=== Excerpt provided ===
[Start of Attachment]

Inter-Regional Delays Fluctuate in the Human Cerebral Cortex
Joon-Young Moon, Kathrin Müsch, Charles E. Schroeder, Taufik A. Valiante, and Christopher J. Honey,
eLife 13: RP92459.
We measure changes in global oscillations and inter-regional couplings from human ECoG recordings. The strength and delays of inter-regional couplings continuously fluctuate in the presence of auditory narrative stimulus. Increases in low-frequency power (4-14Hz) were associated with stronger and more delayed inter-regional couplings, whereas increases in high-frequency power (65+ Hz) were assoicated with weaker couplings and zero-lag delays. Computational models suggest increases in latency could be explained by global increases in the effective influence of inter-regional signaling. These coupling dynamics can reflect a cortex-wide modulation of the relative influence of top-down and bottom-up signals in the human cerebral cortex.
Phase and Amplitude Dynamics of Coupled Oscillator Systems on Complex Networks
Jae Hyung Woo, Christopher J Honey, and Joon-Young Moon,
Chaos 30, 121102.
As a continuation of previous study (Chaos 29), we now investigate phase and amplitude dynamics of the coupled oscillator system. The expansion is made to include amplitude dynamics. By applying mean-field theory, we find in oscillator systems in which individual nodes can independently vary their ampitude over time, qualitatively different dynamics can be produced via vaiations on the coupling form and the underlying network structure. By applying coupled oscillator systems on brain networks, we predict that there are four possible modes of information flow: high/low activity top-down modes and high/low activity bottom-up modes.
Various Synchronous States Due to Coupling Strength Inhomogeneity and Coupling Functions in Systems of Coupled Identical Oscillators
Junhyeok Kim*, Joon-Young Moon*, UnCheol Lee, Seunghwan Kim, and Tae-Wook Ko,
Chaos 29, 011106.
We investigate phase dynamics of the coupled oscillator system on various complex networks. Applying mean-field theory, we find in oscillator systems with coupling strength inhomogeneity qualitatively different dynamics can emerge depending on their underlying network structure. Hub nodes can either phase-lead (becoming source of the information), or phase-lag (becoming sink of the information). This study is the basis for the expansion to include amplitude dynamics and applications to brain networks in Chaos, 30.
Mechanism of Hysteresis in Human Brain Networks During Transitions of Consciousness and Unconsciousness: Theoretical Principles and Empirical Evidence
Hyoungkyu Kim*, Joon-Young Moon*, George A. Mashour, and UnCheol Lee,
PLoS Computational Biology 14(8), e1006424.
Hysteresis, characterized by distinct forward and reverse phase transitions, is ubiquitous phenomena apearing in many complex systems of the nature. We take a network-based approach and show that anesthetic state transitions share the same underlying mechanism of other hysteresis in nature: nucleation and percolation. Indeed, via computational modeling, analytic study, and human EEG analysis, we show various hysteresis phenomena of conscious-unconscious transition can be explained by genetic network features. This study provide a possbility for a unified framework for radically different conscious state transitions associated with sleep, anesthesia and disorders of consciousness.

[End of Attachment]

=== Task set ===
**A)** In the publication list, what frequency range of power increases was associated with weaker couplings and zero-lag delays?
**B)** Extend the publication list past its last sentence.
The records come from a different source than the publication list.

=== Data section ===
[Start of Attachment]

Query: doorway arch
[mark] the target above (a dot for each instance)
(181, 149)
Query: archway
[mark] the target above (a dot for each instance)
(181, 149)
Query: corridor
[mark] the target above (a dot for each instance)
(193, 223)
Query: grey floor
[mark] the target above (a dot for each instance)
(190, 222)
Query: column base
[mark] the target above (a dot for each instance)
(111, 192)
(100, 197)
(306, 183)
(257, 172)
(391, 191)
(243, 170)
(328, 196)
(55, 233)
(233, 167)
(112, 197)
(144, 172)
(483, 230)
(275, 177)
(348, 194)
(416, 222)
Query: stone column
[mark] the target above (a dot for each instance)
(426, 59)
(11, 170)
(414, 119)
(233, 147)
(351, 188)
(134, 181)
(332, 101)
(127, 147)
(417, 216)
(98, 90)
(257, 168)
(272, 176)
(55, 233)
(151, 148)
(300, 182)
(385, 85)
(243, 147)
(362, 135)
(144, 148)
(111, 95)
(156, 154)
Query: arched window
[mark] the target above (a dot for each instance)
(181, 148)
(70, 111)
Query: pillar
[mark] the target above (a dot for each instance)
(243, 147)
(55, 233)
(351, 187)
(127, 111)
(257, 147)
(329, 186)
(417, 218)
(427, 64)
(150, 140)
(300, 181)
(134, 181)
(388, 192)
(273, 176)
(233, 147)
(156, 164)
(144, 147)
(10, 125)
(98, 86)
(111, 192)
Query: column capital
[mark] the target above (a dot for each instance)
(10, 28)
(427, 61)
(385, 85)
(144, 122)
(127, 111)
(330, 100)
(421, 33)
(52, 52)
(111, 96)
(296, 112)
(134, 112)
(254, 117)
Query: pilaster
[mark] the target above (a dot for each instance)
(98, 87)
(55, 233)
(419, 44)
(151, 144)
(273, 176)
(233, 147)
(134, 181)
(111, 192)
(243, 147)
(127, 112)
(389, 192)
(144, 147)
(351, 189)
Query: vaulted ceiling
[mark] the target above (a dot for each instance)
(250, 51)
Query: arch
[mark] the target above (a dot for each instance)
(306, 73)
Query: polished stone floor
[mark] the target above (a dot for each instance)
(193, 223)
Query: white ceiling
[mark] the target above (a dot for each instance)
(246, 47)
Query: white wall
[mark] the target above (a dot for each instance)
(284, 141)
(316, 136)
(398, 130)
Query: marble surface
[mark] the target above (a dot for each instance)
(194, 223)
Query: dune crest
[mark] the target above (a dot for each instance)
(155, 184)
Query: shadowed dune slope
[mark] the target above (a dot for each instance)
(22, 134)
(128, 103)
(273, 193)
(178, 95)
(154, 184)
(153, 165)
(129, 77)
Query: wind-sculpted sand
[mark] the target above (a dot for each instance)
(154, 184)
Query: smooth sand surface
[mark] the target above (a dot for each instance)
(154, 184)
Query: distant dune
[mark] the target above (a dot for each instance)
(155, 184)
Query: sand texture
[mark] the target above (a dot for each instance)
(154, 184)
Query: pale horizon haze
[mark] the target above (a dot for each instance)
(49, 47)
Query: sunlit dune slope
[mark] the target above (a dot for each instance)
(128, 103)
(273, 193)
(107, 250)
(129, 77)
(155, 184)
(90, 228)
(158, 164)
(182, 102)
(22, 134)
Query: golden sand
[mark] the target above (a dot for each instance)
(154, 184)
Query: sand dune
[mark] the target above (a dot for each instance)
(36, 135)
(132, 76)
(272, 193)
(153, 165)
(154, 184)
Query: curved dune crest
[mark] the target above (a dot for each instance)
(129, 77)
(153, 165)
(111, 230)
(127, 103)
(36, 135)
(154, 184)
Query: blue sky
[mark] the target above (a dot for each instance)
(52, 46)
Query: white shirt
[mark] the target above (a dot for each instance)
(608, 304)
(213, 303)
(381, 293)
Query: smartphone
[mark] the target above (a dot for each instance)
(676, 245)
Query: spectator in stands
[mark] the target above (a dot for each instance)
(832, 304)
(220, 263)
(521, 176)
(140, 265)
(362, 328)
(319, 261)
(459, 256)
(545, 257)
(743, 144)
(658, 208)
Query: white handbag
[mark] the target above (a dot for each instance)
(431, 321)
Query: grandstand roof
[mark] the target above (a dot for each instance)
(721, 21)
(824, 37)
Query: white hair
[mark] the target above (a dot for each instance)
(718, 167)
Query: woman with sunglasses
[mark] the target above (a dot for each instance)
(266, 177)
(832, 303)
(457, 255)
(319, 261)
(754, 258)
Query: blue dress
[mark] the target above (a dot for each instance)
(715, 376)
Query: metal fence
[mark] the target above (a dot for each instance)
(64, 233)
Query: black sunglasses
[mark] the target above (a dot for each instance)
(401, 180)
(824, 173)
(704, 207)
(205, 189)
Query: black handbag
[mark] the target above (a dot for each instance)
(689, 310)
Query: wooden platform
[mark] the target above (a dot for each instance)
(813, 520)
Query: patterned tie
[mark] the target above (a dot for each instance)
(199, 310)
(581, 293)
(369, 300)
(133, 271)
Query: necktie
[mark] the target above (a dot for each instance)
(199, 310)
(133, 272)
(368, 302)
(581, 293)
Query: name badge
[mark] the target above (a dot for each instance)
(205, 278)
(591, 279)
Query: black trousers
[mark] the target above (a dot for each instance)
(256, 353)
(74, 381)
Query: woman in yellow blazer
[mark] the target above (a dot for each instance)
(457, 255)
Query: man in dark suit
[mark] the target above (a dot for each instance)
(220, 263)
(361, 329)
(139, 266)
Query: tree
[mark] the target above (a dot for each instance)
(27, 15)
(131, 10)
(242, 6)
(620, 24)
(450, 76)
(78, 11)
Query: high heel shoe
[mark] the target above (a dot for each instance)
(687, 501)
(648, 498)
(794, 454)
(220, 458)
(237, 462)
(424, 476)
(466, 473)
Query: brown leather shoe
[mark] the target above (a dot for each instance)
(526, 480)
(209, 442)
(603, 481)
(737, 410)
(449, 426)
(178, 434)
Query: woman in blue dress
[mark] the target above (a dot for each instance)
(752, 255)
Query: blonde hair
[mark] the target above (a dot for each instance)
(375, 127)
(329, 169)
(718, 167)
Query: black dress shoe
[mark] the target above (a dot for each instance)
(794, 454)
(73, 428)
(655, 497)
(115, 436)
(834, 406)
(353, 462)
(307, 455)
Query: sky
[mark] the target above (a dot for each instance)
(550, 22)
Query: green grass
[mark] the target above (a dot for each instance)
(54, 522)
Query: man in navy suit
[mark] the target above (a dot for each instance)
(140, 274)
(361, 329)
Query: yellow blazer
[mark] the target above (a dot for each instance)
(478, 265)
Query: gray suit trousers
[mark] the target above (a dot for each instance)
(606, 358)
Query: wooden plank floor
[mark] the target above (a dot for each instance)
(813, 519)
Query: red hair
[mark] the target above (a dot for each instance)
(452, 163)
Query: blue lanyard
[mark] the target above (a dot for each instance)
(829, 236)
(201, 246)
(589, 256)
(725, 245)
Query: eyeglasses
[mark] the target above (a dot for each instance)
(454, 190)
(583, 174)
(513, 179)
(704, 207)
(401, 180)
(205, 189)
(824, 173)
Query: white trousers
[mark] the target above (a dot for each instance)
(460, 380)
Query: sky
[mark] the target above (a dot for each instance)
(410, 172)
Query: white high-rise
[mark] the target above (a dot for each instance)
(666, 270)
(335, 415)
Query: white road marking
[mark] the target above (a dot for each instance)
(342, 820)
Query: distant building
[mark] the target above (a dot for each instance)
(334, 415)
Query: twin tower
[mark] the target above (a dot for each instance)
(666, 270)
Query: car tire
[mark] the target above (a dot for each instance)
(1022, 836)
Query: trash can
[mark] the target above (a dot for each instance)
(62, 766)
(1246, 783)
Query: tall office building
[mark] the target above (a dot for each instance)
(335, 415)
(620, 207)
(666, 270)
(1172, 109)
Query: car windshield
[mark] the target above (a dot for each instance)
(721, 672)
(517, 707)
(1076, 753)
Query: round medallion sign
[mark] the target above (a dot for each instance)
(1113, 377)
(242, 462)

[End of Attachment]

=== Your written answers ===
**A)** High-frequency power, 65+ Hz.

**B)**
Structure Shapes Dynamics and Directionality in Diverse Brain Networks: Mathematical Principles and Empirical Confirmation in Three Species
Joon-Young Moon, Junhyeok Kim, Tae-Wook Ko, Minkyung Kim, Yasser Inturria-Medina, Jee-Hyun Choi, Joseph Lee, George A. Mashour, and UnCheol Lee,
Scientific Reports 7, 46606.
As a continuation of previous study (PloS Comp. Biol. 11), we refine our mathematical principle explaining the emergence of directionality from the underlying brain network structure. We apply our methods to brain networks of human, macaque, and mouse, successfully predicting information flow dynamics of the empirical EEG/ECoG data. The unique global directionality patterns in resting state brain networks of each species can be predicted by their distinctive brain network structures. This comprehensive study forms a foundation for a understanding of how neural information is drected and integrated in complex brain networks across three mammalian species.
General Relationship of Global Topology, Local Dynamics, and Directionality in Large-Scale Brain Networks
Joon-Young Moon, UnCheol Lee, Stefanie Blain-Mraes, and George A. Mashour,
PloS Computational Biology 11(4), e1004225.
How does the brain network organization determine local functions and information transfer patters? In this study, we show inter-node directionality arises naturally from the topology of the network. Analytical, computational, and empirical results all demonstrate that, on average, network nodes with more connections lag in phase, while ower-degree nodes lead. We demonstrate our novel phase analysis method can predict the directionality patterns in human brain networks across different states of consciousness. Our findings provide a straighforward method to dissect how directionality between interaction node is shapes in brain networks. Furthermore, the underlying mathematical relationship between node connections and directionality patterns has the potential to advance network science across multiple disciplines.